** Extrait du texte **
<<<<
Publié le 16 février 2021
ÉCONOMIE
Face à la "fatigue pandémique", l’Organisation mondiale de la santé craint un risque de désobéissance civile
Stress, perte d'emploi, isolement social, insomnies... L'Organisation mondiale de la santé (OMS) tire la sonnette d'alarme quant au développement d'une "fatigue pandémique" liée aux restrictions sanitaires dans le monde. Ce phénomène pourrait mener à des actes de désobéissance civile et, in fine, à une reprise de l'épidémie. L'OMS appelle les gouvernements à ne pas sous-estimer ce phénomène.

FATHI AL-MASRI / AFP
C’est un des effets collatéraux du Covid-19. La "fatigue pandémique" qui correspond à un "sentiment de détresse" voire de "désespoir" marqué par du stress, de l’anxiété, des insomnies ... serait de plus en plus important. Si ce phénomène est "une réponse naturelle et attendue face à une crise de santé publique prolongée", il n’en est pas moins inquiétant.
L’Organisation mondiale de la santé (OMS), dans un rapport repéré par nos confrères de France Info, intitulé "Lassitude face à la pandémie. Remotiver la population pour prévenir le Covid-19", appelle ainsi les gouvernements à ne pas sous-estimer ces risques. Car le danger est important : cette fatigue pourrait conduire les populations à ne plus accepter les mesures prises par les gouvernements du monde entier.
La fatigue pandémique est "une menace sérieuse pour les efforts de contrôle de la propagation du virus", prévient l’OMS. "Jusqu’à ce qu’un vaccin ou des traitements efficaces soient disponibles, les décisions publiques et gestes barrières restent essentiels pour contenir le virus. Les efforts que chaque nation a réalisés, collectivement, grâce aux confinements et autres mesures doivent être préservés", insiste-t-elle.
La colère gronde
Depuis des mois en effet, la colère gronde dans plusieurs pays. Fin janvier, aux Pays-Bas, certaines villes ont été le théâtre de manifestations qui se sont transformées en émeutes. L’instauration d’un couvre-feu entre 21 heures et 4h30 du matin, le premier depuis la seconde guerre mondiale, a mis le feu aux poudres. À Tripoli, au Liban, "contre le confinement, les amendes et la grave situation économique", des manifestants ont lancé des pierres sur le siège des autorités locales. Des scènes similaires se sont déroulées en Espagne, en Écosse, en Tunisie ou encore au Danemark.
>>>>
** Travail à faire **
A. D'après l'extrait, à quelle heure débutait le couvre-feu instauré aux Pays-Bas ?
B. Pour chacune des affirmations suivantes, indiquez si elle concorde avec l'extrait. (i) Le rapport de l'OMS a été repéré par France Info. (ii) Le couvre-feu néerlandais était le premier depuis la seconde guerre mondiale. (iii) La fatigue pandémique est présentée comme une réaction inattendue à la crise.
C. Veuillez recopier fidèlement le passage de l'extrait allant de "FATHI AL-MASRI /" à "pas moins inquiétant.".
Les données ci-après proviennent d'une autre source.

Données de localisation par point pour chaque instance
<<<<
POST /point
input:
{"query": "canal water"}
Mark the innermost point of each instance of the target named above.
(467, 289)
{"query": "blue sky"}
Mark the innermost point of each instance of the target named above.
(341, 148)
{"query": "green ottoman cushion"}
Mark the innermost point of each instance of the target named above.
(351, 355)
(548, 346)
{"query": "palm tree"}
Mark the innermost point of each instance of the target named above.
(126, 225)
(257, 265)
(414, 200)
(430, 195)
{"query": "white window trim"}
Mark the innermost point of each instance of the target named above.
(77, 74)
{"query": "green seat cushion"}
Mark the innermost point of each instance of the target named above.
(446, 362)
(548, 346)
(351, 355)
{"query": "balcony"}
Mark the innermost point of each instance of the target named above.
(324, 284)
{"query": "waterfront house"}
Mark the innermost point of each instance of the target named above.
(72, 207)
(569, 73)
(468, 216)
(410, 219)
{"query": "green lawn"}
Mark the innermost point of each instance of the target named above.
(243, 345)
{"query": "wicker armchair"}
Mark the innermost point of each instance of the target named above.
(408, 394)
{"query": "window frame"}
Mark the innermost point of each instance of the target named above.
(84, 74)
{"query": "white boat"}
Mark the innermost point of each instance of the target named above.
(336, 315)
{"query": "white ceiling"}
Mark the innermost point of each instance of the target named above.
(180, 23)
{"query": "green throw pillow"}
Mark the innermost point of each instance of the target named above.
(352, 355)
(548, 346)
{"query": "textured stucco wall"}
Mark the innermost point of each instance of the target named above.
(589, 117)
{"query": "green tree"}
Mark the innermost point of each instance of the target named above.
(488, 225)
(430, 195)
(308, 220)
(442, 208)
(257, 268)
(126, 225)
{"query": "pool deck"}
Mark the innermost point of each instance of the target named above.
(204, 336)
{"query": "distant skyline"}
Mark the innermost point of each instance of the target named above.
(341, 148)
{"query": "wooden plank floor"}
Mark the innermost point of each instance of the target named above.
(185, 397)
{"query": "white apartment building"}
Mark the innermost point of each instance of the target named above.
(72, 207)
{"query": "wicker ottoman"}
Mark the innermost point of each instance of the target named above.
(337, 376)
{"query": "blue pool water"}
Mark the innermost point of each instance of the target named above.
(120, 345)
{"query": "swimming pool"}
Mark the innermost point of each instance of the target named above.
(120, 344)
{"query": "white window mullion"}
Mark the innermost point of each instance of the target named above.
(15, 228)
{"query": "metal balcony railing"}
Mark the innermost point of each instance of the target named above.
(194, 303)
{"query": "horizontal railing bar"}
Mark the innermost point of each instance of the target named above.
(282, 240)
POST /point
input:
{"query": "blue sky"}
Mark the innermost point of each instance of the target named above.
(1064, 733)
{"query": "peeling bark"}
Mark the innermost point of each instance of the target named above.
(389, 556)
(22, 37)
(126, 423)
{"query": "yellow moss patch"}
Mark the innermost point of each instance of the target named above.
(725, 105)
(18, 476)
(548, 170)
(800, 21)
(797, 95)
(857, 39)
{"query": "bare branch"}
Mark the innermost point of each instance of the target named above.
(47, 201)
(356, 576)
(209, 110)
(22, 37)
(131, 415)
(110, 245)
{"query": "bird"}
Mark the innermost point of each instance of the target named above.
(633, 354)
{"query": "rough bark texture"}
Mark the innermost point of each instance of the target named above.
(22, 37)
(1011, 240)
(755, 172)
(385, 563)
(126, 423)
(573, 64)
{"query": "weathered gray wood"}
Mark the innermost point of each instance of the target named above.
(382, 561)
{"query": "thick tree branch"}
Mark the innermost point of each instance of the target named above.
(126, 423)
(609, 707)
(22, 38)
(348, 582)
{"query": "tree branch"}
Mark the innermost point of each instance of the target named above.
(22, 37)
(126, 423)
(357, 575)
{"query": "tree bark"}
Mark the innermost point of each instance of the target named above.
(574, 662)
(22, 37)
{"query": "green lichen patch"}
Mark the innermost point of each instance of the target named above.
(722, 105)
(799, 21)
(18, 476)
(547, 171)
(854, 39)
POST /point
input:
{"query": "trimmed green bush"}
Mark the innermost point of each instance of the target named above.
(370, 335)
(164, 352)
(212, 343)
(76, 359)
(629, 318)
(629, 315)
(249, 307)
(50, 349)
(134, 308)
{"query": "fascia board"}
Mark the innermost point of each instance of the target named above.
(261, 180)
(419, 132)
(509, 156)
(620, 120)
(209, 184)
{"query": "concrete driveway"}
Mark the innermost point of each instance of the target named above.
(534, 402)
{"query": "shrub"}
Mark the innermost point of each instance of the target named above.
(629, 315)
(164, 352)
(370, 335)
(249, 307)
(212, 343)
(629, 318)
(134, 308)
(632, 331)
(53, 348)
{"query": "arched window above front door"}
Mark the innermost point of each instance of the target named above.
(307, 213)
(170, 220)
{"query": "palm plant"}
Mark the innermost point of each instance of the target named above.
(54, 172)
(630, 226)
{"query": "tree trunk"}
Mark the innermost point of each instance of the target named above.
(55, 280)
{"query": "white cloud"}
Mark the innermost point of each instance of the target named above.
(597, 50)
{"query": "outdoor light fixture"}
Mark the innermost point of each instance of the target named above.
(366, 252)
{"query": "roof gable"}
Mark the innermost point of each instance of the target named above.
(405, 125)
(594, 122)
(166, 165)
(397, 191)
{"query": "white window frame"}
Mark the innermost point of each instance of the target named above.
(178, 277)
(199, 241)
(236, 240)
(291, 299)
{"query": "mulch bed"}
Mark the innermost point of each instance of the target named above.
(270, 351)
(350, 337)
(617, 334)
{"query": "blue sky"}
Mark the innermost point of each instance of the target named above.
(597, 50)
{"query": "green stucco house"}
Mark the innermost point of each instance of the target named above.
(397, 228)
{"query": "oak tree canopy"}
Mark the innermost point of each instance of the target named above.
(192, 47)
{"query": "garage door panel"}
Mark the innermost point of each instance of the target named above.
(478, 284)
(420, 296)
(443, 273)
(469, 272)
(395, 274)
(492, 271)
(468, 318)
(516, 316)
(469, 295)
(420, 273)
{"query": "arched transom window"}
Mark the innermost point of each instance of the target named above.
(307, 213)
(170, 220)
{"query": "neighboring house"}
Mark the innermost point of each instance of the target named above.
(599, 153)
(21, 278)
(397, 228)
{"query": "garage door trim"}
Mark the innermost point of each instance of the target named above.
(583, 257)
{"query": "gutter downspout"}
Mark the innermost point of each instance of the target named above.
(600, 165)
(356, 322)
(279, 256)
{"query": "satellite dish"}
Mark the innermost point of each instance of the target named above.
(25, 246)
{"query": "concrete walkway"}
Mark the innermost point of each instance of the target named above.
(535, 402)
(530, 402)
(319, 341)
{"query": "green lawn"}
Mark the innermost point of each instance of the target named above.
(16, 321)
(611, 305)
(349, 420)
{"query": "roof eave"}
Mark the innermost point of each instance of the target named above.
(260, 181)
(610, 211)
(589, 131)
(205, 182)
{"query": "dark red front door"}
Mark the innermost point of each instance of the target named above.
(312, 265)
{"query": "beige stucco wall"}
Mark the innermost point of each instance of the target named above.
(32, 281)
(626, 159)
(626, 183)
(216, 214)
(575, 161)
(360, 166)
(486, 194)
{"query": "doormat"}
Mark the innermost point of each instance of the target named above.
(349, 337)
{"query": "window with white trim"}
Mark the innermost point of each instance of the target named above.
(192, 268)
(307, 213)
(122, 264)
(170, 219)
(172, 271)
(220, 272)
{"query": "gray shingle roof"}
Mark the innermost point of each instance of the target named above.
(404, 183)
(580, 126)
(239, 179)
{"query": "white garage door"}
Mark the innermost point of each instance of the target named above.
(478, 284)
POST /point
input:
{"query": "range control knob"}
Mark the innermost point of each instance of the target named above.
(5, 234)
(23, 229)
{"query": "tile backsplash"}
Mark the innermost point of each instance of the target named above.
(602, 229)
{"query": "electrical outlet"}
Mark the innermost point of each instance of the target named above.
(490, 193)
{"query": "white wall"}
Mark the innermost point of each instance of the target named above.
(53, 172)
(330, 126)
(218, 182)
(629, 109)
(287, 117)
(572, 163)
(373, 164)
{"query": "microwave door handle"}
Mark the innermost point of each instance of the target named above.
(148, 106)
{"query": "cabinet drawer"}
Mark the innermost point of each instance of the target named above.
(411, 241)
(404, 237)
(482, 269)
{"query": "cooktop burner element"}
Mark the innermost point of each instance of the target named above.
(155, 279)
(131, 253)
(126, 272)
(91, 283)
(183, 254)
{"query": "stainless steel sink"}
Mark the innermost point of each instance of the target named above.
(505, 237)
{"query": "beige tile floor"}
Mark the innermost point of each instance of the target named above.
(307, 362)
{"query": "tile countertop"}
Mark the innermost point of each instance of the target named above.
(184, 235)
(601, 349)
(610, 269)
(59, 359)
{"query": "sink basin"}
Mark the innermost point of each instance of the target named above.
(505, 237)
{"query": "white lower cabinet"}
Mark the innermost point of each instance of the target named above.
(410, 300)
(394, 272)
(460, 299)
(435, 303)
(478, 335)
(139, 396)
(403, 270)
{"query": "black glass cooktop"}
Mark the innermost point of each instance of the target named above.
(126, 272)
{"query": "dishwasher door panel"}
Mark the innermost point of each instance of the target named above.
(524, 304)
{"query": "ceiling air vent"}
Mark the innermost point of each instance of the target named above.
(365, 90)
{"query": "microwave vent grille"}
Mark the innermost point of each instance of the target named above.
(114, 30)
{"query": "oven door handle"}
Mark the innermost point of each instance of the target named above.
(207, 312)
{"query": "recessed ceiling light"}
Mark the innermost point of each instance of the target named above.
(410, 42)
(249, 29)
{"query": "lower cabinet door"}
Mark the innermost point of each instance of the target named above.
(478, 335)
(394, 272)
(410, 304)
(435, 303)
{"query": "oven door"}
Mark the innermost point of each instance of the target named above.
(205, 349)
>>>>
** Exercice corrigé **
A. À 21 heures.

B.
(i) Oui : « dans un rapport repéré par nos confrères de France Info ».
(ii) Oui : « le premier depuis la seconde guerre mondiale ».
(iii) Non : « une réponse naturelle et attendue face à une crise de santé publique prolongée ».

C.
FATHI AL-MASRI / AFP
C’est un des effets collatéraux du Covid-19. La "fatigue pandémique" qui correspond à un "sentiment de détresse" voire de "désespoir" marqué par du stress, de l’anxiété, des insomnies ... serait de plus en plus important. Si ce phénomène est "une réponse naturelle et attendue face à une crise de santé publique prolongée", il n’en est pas moins inquiétant.